= What you should do =
Starting with the line containing "target: pale yellow petal" and going on through the line containing "195 50 L 184", reproduce the items with "pale yellow petal" swapped for "cream petal" and everything else left unchanged.
::: Raw records
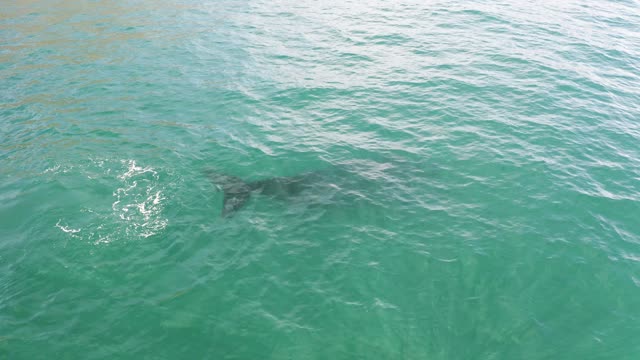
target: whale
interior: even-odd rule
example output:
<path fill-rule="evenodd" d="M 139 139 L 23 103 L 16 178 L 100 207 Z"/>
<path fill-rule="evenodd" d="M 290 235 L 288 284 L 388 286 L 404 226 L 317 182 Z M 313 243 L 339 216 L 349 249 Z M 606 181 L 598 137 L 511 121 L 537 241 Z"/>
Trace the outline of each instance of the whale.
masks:
<path fill-rule="evenodd" d="M 255 181 L 245 181 L 239 177 L 207 171 L 209 179 L 224 194 L 222 217 L 231 217 L 242 209 L 253 194 L 285 199 L 298 195 L 314 184 L 318 172 L 307 172 L 288 177 L 271 177 Z"/>

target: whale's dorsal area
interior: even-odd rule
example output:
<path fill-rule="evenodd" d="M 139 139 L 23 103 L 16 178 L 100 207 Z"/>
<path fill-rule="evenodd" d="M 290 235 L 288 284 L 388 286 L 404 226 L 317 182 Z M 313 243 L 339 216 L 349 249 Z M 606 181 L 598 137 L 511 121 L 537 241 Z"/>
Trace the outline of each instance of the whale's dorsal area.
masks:
<path fill-rule="evenodd" d="M 305 173 L 291 177 L 274 177 L 247 182 L 239 177 L 209 171 L 211 181 L 222 190 L 224 200 L 222 216 L 228 217 L 240 210 L 251 198 L 252 193 L 286 198 L 302 192 L 309 186 L 309 179 L 315 173 Z"/>

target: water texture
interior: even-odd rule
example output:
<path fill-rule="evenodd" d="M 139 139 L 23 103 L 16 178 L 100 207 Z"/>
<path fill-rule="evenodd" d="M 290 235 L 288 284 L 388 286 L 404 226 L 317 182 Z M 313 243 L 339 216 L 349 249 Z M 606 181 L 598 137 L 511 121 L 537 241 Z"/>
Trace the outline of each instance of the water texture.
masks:
<path fill-rule="evenodd" d="M 637 1 L 1 8 L 0 359 L 637 359 Z"/>

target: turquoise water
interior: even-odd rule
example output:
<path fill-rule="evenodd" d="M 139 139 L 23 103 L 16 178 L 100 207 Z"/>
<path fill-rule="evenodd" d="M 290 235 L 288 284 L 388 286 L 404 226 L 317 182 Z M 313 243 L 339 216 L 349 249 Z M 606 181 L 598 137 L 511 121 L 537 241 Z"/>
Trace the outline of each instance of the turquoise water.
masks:
<path fill-rule="evenodd" d="M 0 359 L 640 353 L 638 2 L 2 8 Z"/>

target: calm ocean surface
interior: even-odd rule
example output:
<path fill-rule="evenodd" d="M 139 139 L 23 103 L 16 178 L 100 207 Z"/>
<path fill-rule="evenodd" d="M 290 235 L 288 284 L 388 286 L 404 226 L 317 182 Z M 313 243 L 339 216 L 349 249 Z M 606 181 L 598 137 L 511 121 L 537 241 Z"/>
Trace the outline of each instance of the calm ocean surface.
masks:
<path fill-rule="evenodd" d="M 3 1 L 0 359 L 639 339 L 638 1 Z"/>

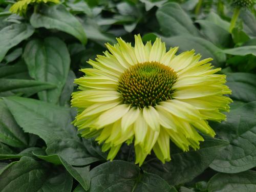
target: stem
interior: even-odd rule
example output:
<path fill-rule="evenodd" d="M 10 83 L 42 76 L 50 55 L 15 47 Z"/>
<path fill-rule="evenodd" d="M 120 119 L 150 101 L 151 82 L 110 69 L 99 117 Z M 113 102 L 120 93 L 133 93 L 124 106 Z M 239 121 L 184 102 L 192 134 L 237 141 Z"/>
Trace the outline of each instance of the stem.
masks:
<path fill-rule="evenodd" d="M 197 5 L 197 7 L 196 7 L 196 9 L 195 10 L 195 14 L 196 15 L 198 15 L 199 14 L 199 12 L 200 11 L 201 7 L 202 6 L 202 4 L 203 0 L 199 0 Z"/>
<path fill-rule="evenodd" d="M 237 20 L 238 19 L 238 16 L 240 13 L 240 7 L 236 7 L 234 9 L 234 13 L 233 13 L 233 16 L 232 16 L 232 19 L 231 19 L 230 26 L 229 26 L 229 32 L 231 33 L 232 30 L 234 28 L 236 23 L 237 23 Z"/>

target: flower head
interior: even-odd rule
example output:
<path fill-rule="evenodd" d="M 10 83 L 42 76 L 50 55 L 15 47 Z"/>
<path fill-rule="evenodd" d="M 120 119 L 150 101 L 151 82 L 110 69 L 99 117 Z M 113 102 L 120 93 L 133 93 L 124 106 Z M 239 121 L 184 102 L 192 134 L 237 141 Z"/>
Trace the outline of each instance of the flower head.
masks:
<path fill-rule="evenodd" d="M 238 7 L 250 7 L 255 4 L 255 0 L 233 0 L 232 5 Z"/>
<path fill-rule="evenodd" d="M 47 3 L 52 2 L 55 4 L 59 4 L 59 0 L 20 0 L 13 4 L 10 8 L 10 12 L 12 13 L 23 15 L 27 12 L 28 6 L 32 3 L 39 4 L 41 3 Z"/>
<path fill-rule="evenodd" d="M 75 80 L 81 91 L 73 93 L 72 104 L 78 108 L 74 124 L 82 136 L 103 143 L 110 160 L 123 142 L 133 142 L 141 165 L 152 150 L 169 161 L 170 139 L 187 151 L 203 141 L 197 130 L 215 136 L 207 120 L 225 119 L 221 112 L 232 100 L 223 95 L 231 91 L 211 58 L 200 60 L 194 50 L 176 55 L 176 47 L 166 52 L 160 38 L 144 45 L 136 35 L 134 47 L 117 41 Z"/>

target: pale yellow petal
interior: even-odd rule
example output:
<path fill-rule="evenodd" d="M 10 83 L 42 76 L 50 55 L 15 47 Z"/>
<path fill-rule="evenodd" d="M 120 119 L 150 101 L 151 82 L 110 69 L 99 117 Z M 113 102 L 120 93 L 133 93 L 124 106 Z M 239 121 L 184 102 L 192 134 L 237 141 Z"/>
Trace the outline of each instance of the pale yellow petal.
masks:
<path fill-rule="evenodd" d="M 148 60 L 145 53 L 144 44 L 141 39 L 140 35 L 135 35 L 135 45 L 134 46 L 134 52 L 139 62 L 143 62 Z"/>
<path fill-rule="evenodd" d="M 125 104 L 118 105 L 100 115 L 93 126 L 101 127 L 113 123 L 122 118 L 129 109 L 129 106 Z M 121 130 L 121 125 L 120 129 Z"/>
<path fill-rule="evenodd" d="M 145 121 L 154 131 L 159 132 L 160 129 L 159 117 L 157 111 L 152 106 L 144 107 L 143 116 Z"/>
<path fill-rule="evenodd" d="M 166 66 L 169 65 L 170 61 L 174 58 L 178 49 L 179 48 L 178 47 L 170 49 L 170 50 L 161 58 L 160 62 Z"/>
<path fill-rule="evenodd" d="M 127 129 L 136 120 L 139 113 L 139 108 L 133 107 L 123 116 L 121 121 L 122 132 L 123 133 L 125 132 Z"/>
<path fill-rule="evenodd" d="M 195 50 L 184 52 L 174 57 L 170 61 L 169 66 L 178 72 L 187 67 L 193 61 Z"/>
<path fill-rule="evenodd" d="M 165 44 L 157 38 L 155 41 L 150 54 L 150 61 L 159 62 L 166 52 Z"/>
<path fill-rule="evenodd" d="M 147 124 L 143 118 L 142 112 L 140 111 L 139 116 L 134 124 L 134 132 L 135 135 L 135 145 L 143 142 L 147 131 Z"/>

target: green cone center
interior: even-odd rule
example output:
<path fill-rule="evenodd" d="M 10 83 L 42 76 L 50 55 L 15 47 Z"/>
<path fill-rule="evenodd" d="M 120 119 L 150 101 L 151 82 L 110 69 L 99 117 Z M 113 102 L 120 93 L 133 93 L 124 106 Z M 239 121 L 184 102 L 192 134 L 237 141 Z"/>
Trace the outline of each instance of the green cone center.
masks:
<path fill-rule="evenodd" d="M 143 108 L 155 106 L 172 99 L 176 73 L 168 66 L 156 61 L 131 66 L 120 76 L 117 91 L 124 103 Z"/>

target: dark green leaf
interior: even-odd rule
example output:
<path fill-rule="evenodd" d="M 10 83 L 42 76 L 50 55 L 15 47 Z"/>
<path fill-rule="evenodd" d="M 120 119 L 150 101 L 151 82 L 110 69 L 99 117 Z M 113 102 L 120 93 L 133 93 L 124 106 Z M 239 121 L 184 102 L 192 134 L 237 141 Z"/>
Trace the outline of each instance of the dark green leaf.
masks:
<path fill-rule="evenodd" d="M 63 170 L 47 167 L 32 158 L 24 157 L 0 175 L 2 192 L 69 192 L 72 178 Z"/>
<path fill-rule="evenodd" d="M 45 140 L 47 155 L 58 154 L 69 164 L 84 165 L 98 161 L 92 157 L 71 124 L 70 109 L 32 99 L 4 98 L 18 124 L 25 132 Z"/>
<path fill-rule="evenodd" d="M 108 42 L 112 44 L 116 42 L 115 38 L 112 35 L 103 32 L 95 20 L 89 18 L 87 18 L 83 26 L 89 39 L 101 45 L 104 45 Z"/>
<path fill-rule="evenodd" d="M 197 23 L 204 35 L 216 46 L 227 47 L 232 41 L 230 34 L 218 25 L 205 20 L 198 20 Z"/>
<path fill-rule="evenodd" d="M 15 147 L 28 146 L 28 135 L 17 124 L 3 100 L 0 100 L 0 141 Z"/>
<path fill-rule="evenodd" d="M 209 192 L 255 192 L 256 172 L 248 170 L 237 174 L 219 173 L 208 183 Z"/>
<path fill-rule="evenodd" d="M 56 29 L 70 34 L 83 44 L 87 41 L 82 25 L 62 5 L 50 7 L 45 5 L 39 12 L 34 12 L 30 23 L 35 28 Z"/>
<path fill-rule="evenodd" d="M 40 99 L 57 103 L 70 66 L 70 57 L 65 43 L 56 37 L 48 37 L 44 41 L 32 40 L 26 46 L 24 57 L 31 77 L 56 87 L 39 93 Z"/>
<path fill-rule="evenodd" d="M 59 98 L 59 104 L 61 105 L 69 105 L 71 93 L 74 91 L 74 87 L 75 86 L 74 80 L 76 78 L 76 75 L 73 71 L 70 70 Z"/>
<path fill-rule="evenodd" d="M 10 54 L 6 55 L 4 60 L 6 63 L 13 61 L 22 54 L 22 48 L 17 48 Z"/>
<path fill-rule="evenodd" d="M 0 62 L 8 50 L 29 37 L 34 28 L 29 24 L 12 24 L 0 31 Z"/>
<path fill-rule="evenodd" d="M 47 154 L 41 150 L 36 150 L 33 152 L 33 155 L 36 157 L 42 159 L 49 163 L 54 164 L 55 165 L 62 164 L 59 156 L 58 155 L 47 155 Z"/>
<path fill-rule="evenodd" d="M 12 66 L 0 68 L 0 78 L 7 79 L 30 79 L 28 68 L 23 62 L 18 62 Z"/>
<path fill-rule="evenodd" d="M 0 142 L 0 154 L 11 154 L 13 153 L 7 145 Z"/>
<path fill-rule="evenodd" d="M 246 55 L 252 54 L 256 56 L 256 46 L 243 46 L 233 49 L 224 49 L 222 51 L 222 53 L 232 55 Z"/>
<path fill-rule="evenodd" d="M 195 49 L 197 53 L 202 55 L 202 58 L 212 58 L 212 63 L 216 67 L 223 66 L 226 60 L 226 55 L 221 53 L 221 50 L 204 39 L 190 35 L 161 38 L 167 47 L 179 47 L 180 52 Z"/>
<path fill-rule="evenodd" d="M 14 95 L 29 97 L 40 91 L 56 87 L 54 84 L 34 80 L 0 79 L 0 96 L 3 97 Z"/>
<path fill-rule="evenodd" d="M 244 102 L 256 100 L 256 75 L 246 73 L 227 74 L 227 85 L 232 91 L 232 99 Z"/>
<path fill-rule="evenodd" d="M 90 166 L 86 167 L 75 167 L 68 163 L 63 158 L 60 157 L 61 163 L 66 169 L 81 184 L 85 190 L 90 188 L 91 176 L 89 170 Z"/>
<path fill-rule="evenodd" d="M 251 38 L 256 37 L 256 18 L 255 15 L 249 10 L 244 9 L 240 13 L 240 17 L 243 20 L 244 30 Z"/>
<path fill-rule="evenodd" d="M 229 141 L 210 167 L 234 173 L 256 166 L 256 102 L 231 110 L 226 121 L 212 124 L 218 137 Z"/>
<path fill-rule="evenodd" d="M 145 162 L 142 168 L 156 174 L 171 185 L 191 181 L 202 173 L 215 159 L 220 151 L 228 144 L 226 141 L 209 137 L 200 144 L 197 151 L 171 154 L 172 160 L 162 164 L 156 158 Z M 173 151 L 171 148 L 171 152 Z"/>
<path fill-rule="evenodd" d="M 33 157 L 33 152 L 40 148 L 38 147 L 27 148 L 18 154 L 13 152 L 12 153 L 2 153 L 0 154 L 0 159 L 19 159 L 23 156 Z"/>
<path fill-rule="evenodd" d="M 91 192 L 177 192 L 157 175 L 144 172 L 134 164 L 116 160 L 96 167 L 91 172 Z"/>
<path fill-rule="evenodd" d="M 80 184 L 78 184 L 73 192 L 86 192 Z"/>
<path fill-rule="evenodd" d="M 158 9 L 156 16 L 164 34 L 167 36 L 190 34 L 199 36 L 198 30 L 179 4 L 169 3 Z"/>

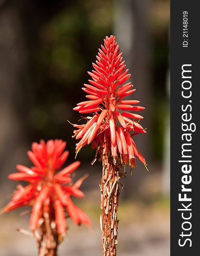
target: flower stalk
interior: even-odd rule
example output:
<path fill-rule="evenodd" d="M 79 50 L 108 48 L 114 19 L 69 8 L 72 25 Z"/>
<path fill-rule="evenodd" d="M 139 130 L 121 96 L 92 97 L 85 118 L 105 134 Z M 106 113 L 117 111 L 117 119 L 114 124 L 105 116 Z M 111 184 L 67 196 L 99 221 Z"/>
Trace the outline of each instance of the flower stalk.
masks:
<path fill-rule="evenodd" d="M 129 165 L 131 170 L 136 166 L 136 159 L 145 167 L 145 160 L 137 149 L 133 138 L 146 131 L 139 123 L 143 116 L 130 111 L 145 108 L 137 105 L 139 101 L 125 99 L 135 91 L 131 82 L 127 82 L 131 75 L 123 61 L 122 52 L 111 35 L 104 39 L 104 46 L 99 49 L 94 70 L 88 72 L 92 80 L 84 84 L 82 89 L 89 100 L 80 102 L 73 109 L 80 113 L 90 113 L 86 122 L 74 125 L 77 139 L 77 154 L 86 145 L 92 143 L 96 148 L 95 159 L 99 153 L 102 162 L 101 185 L 101 227 L 103 256 L 115 256 L 117 243 L 117 213 L 119 196 L 121 187 L 120 179 L 122 167 Z"/>
<path fill-rule="evenodd" d="M 102 177 L 101 184 L 101 209 L 100 217 L 102 232 L 101 245 L 103 256 L 116 255 L 117 244 L 117 219 L 119 197 L 121 186 L 121 163 L 114 164 L 113 158 L 106 147 L 102 155 Z"/>

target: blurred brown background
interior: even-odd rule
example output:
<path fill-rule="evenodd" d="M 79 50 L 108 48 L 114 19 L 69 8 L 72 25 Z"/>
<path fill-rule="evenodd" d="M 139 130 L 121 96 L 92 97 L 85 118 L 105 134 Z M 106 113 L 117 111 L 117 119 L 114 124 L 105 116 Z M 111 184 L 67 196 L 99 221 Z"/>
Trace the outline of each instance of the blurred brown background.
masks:
<path fill-rule="evenodd" d="M 98 49 L 106 35 L 117 37 L 137 90 L 146 107 L 137 136 L 147 172 L 138 163 L 127 174 L 121 195 L 118 246 L 121 256 L 169 255 L 169 0 L 0 0 L 0 204 L 16 185 L 8 175 L 17 164 L 30 165 L 33 141 L 61 138 L 74 157 L 72 126 L 84 100 Z M 130 79 L 131 80 L 131 79 Z M 79 153 L 75 178 L 87 172 L 84 199 L 77 201 L 92 221 L 92 231 L 69 221 L 59 255 L 101 255 L 99 183 L 100 164 L 89 163 L 90 146 Z M 0 216 L 0 256 L 37 255 L 21 210 Z"/>

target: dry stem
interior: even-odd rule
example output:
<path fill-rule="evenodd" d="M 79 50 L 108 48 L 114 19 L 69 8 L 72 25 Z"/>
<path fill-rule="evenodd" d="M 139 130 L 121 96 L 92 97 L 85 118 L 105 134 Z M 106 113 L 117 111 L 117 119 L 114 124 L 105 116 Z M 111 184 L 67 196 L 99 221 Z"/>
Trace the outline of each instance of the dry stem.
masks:
<path fill-rule="evenodd" d="M 38 256 L 56 256 L 59 237 L 54 221 L 48 212 L 43 213 L 40 228 L 34 233 L 38 245 Z"/>
<path fill-rule="evenodd" d="M 101 209 L 103 214 L 100 217 L 102 231 L 102 247 L 103 256 L 115 256 L 117 244 L 117 219 L 119 196 L 121 191 L 119 180 L 122 164 L 105 149 L 102 156 L 102 178 L 101 185 Z"/>

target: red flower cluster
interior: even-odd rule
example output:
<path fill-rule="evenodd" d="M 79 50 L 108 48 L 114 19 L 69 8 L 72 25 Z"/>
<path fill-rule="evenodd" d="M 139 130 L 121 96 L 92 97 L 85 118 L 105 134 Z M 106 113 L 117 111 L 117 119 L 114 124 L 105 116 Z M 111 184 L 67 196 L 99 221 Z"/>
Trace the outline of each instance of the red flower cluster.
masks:
<path fill-rule="evenodd" d="M 81 138 L 77 144 L 76 151 L 92 141 L 93 148 L 99 148 L 99 144 L 102 146 L 106 141 L 110 143 L 112 156 L 120 156 L 122 163 L 134 167 L 136 157 L 145 165 L 145 160 L 132 139 L 138 133 L 146 132 L 135 121 L 143 117 L 126 111 L 145 108 L 132 105 L 138 103 L 137 100 L 123 99 L 135 89 L 129 90 L 133 86 L 131 82 L 124 84 L 131 75 L 127 74 L 128 69 L 125 70 L 126 65 L 122 61 L 122 52 L 120 53 L 115 37 L 106 37 L 101 49 L 99 49 L 96 64 L 92 64 L 95 70 L 88 72 L 92 79 L 89 80 L 90 84 L 85 84 L 85 87 L 82 88 L 90 100 L 78 103 L 74 108 L 81 113 L 93 114 L 86 118 L 88 122 L 85 125 L 74 125 L 77 128 L 74 131 L 76 138 Z M 131 134 L 130 132 L 132 132 Z"/>
<path fill-rule="evenodd" d="M 55 174 L 66 160 L 68 151 L 63 152 L 66 143 L 61 140 L 49 140 L 46 144 L 41 140 L 39 144 L 32 144 L 32 151 L 28 155 L 34 166 L 29 168 L 18 165 L 20 172 L 9 176 L 11 180 L 23 180 L 30 184 L 23 187 L 18 185 L 11 201 L 4 209 L 9 212 L 15 208 L 26 205 L 32 206 L 30 220 L 30 227 L 34 230 L 37 228 L 38 220 L 43 211 L 48 211 L 54 215 L 58 233 L 66 232 L 66 224 L 64 208 L 77 224 L 90 224 L 86 214 L 76 206 L 70 198 L 72 195 L 82 198 L 84 194 L 79 189 L 83 179 L 78 180 L 73 185 L 70 174 L 80 165 L 77 161 Z"/>

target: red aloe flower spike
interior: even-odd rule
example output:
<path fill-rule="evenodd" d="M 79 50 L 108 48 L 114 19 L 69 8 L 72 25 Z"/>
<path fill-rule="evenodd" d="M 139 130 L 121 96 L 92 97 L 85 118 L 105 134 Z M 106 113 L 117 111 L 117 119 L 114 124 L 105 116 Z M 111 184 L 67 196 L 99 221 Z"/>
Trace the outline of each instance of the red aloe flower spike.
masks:
<path fill-rule="evenodd" d="M 133 85 L 127 82 L 131 75 L 128 73 L 129 69 L 126 69 L 122 52 L 120 52 L 115 39 L 113 35 L 106 37 L 104 45 L 99 49 L 96 63 L 92 63 L 95 70 L 88 72 L 92 79 L 89 80 L 90 84 L 84 84 L 82 89 L 88 94 L 86 97 L 91 100 L 78 103 L 74 108 L 81 113 L 91 113 L 83 127 L 74 125 L 78 128 L 74 132 L 76 139 L 81 139 L 77 144 L 77 154 L 87 143 L 92 142 L 92 148 L 96 148 L 103 162 L 101 192 L 103 215 L 101 223 L 104 256 L 116 255 L 119 180 L 123 176 L 121 167 L 126 164 L 131 168 L 135 167 L 135 157 L 146 164 L 132 137 L 138 133 L 146 132 L 135 120 L 143 117 L 123 112 L 140 111 L 145 108 L 135 105 L 140 102 L 138 100 L 124 99 L 135 89 L 131 89 Z M 91 121 L 94 116 L 94 122 Z M 133 133 L 131 136 L 129 132 L 131 131 Z M 112 191 L 109 192 L 111 188 Z M 106 209 L 110 209 L 111 210 Z M 111 223 L 111 220 L 115 221 Z M 112 229 L 111 227 L 115 227 Z"/>
<path fill-rule="evenodd" d="M 97 121 L 97 119 L 96 116 L 95 120 Z M 80 128 L 85 127 L 85 125 L 77 126 Z M 66 145 L 66 143 L 61 140 L 51 140 L 46 143 L 43 140 L 41 140 L 40 143 L 33 143 L 32 151 L 29 151 L 28 154 L 34 166 L 29 168 L 17 165 L 17 169 L 19 172 L 9 175 L 10 179 L 23 180 L 31 184 L 25 187 L 17 186 L 11 201 L 2 212 L 8 212 L 26 205 L 32 207 L 30 228 L 36 237 L 37 229 L 40 230 L 40 233 L 42 234 L 41 239 L 37 239 L 39 255 L 42 250 L 46 252 L 45 255 L 56 255 L 57 246 L 60 240 L 58 236 L 63 236 L 66 231 L 63 206 L 76 224 L 90 224 L 87 216 L 75 206 L 70 198 L 71 196 L 78 198 L 84 196 L 79 188 L 86 176 L 78 180 L 74 184 L 71 184 L 70 177 L 71 173 L 80 166 L 80 162 L 74 162 L 56 172 L 68 156 L 68 151 L 63 152 Z M 70 184 L 67 185 L 68 183 Z M 43 220 L 42 222 L 39 221 L 40 219 Z M 55 223 L 56 228 L 53 227 L 54 225 L 51 225 L 53 223 Z M 46 232 L 48 232 L 48 236 Z M 50 249 L 49 244 L 51 244 L 52 247 Z M 49 250 L 51 250 L 50 252 Z"/>

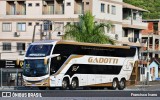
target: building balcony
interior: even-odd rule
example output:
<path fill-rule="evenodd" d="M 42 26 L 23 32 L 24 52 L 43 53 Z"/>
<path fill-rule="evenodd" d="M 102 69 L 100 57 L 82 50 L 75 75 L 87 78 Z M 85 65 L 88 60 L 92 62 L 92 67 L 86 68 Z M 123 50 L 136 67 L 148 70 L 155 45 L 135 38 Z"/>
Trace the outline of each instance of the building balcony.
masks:
<path fill-rule="evenodd" d="M 55 14 L 64 14 L 64 11 L 55 11 Z"/>
<path fill-rule="evenodd" d="M 43 11 L 43 15 L 54 15 L 54 11 Z"/>
<path fill-rule="evenodd" d="M 26 12 L 11 12 L 11 11 L 7 11 L 6 15 L 26 15 Z"/>
<path fill-rule="evenodd" d="M 123 42 L 134 42 L 136 43 L 137 41 L 139 41 L 138 38 L 133 38 L 133 37 L 122 37 L 122 41 Z"/>
<path fill-rule="evenodd" d="M 160 47 L 159 47 L 158 44 L 156 44 L 156 45 L 154 46 L 154 49 L 153 49 L 153 45 L 150 44 L 148 50 L 149 50 L 149 51 L 159 51 L 159 49 L 160 49 Z M 143 47 L 143 50 L 146 51 L 146 50 L 147 50 L 147 47 Z"/>
<path fill-rule="evenodd" d="M 141 20 L 123 19 L 122 26 L 126 28 L 147 29 L 148 23 Z"/>
<path fill-rule="evenodd" d="M 74 11 L 74 14 L 83 14 L 84 11 L 83 10 L 79 10 L 79 11 Z"/>

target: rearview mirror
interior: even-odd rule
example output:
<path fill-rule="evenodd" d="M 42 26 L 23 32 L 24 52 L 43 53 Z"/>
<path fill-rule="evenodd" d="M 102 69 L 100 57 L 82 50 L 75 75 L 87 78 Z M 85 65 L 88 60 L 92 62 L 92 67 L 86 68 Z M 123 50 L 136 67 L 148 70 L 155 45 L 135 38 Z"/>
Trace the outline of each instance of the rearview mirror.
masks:
<path fill-rule="evenodd" d="M 16 60 L 16 65 L 19 65 L 19 59 Z"/>
<path fill-rule="evenodd" d="M 47 62 L 48 62 L 48 58 L 44 58 L 44 65 L 47 65 Z"/>

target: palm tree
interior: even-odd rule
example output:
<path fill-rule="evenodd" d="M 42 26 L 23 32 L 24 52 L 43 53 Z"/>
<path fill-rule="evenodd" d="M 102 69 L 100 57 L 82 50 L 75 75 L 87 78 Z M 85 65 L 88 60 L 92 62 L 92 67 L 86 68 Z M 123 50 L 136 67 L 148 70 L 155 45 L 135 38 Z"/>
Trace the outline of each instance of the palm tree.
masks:
<path fill-rule="evenodd" d="M 77 24 L 67 24 L 65 26 L 65 40 L 75 40 L 78 42 L 99 43 L 99 44 L 115 44 L 115 41 L 105 35 L 104 28 L 110 28 L 108 23 L 95 23 L 94 16 L 90 12 L 79 16 Z"/>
::::::
= Task output =
target: cream petal
interior: even-odd rule
example output:
<path fill-rule="evenodd" d="M 10 83 L 42 76 L 50 55 L 15 47 Z"/>
<path fill-rule="evenodd" d="M 120 119 L 150 101 L 151 82 L 110 69 L 99 117 Z M 113 102 L 120 93 L 133 93 L 124 106 Z M 239 121 L 184 102 L 192 134 L 237 141 Z"/>
Trace the outline of each instance of the cream petal.
masks:
<path fill-rule="evenodd" d="M 148 60 L 145 53 L 144 44 L 141 39 L 140 35 L 135 35 L 135 45 L 134 46 L 134 52 L 139 62 L 143 62 Z"/>
<path fill-rule="evenodd" d="M 125 104 L 118 105 L 100 115 L 93 126 L 101 127 L 113 123 L 122 118 L 129 109 L 129 106 Z M 121 130 L 121 125 L 120 129 Z"/>
<path fill-rule="evenodd" d="M 145 121 L 154 131 L 159 132 L 160 129 L 159 117 L 157 111 L 152 106 L 144 107 L 143 116 Z"/>
<path fill-rule="evenodd" d="M 166 66 L 169 65 L 170 61 L 174 58 L 178 49 L 179 48 L 178 47 L 170 49 L 170 50 L 161 58 L 160 62 Z"/>
<path fill-rule="evenodd" d="M 127 129 L 136 120 L 139 113 L 139 108 L 133 107 L 123 116 L 121 121 L 122 132 L 123 133 L 125 132 Z"/>
<path fill-rule="evenodd" d="M 195 50 L 184 52 L 174 57 L 170 61 L 169 66 L 178 72 L 187 67 L 193 61 Z"/>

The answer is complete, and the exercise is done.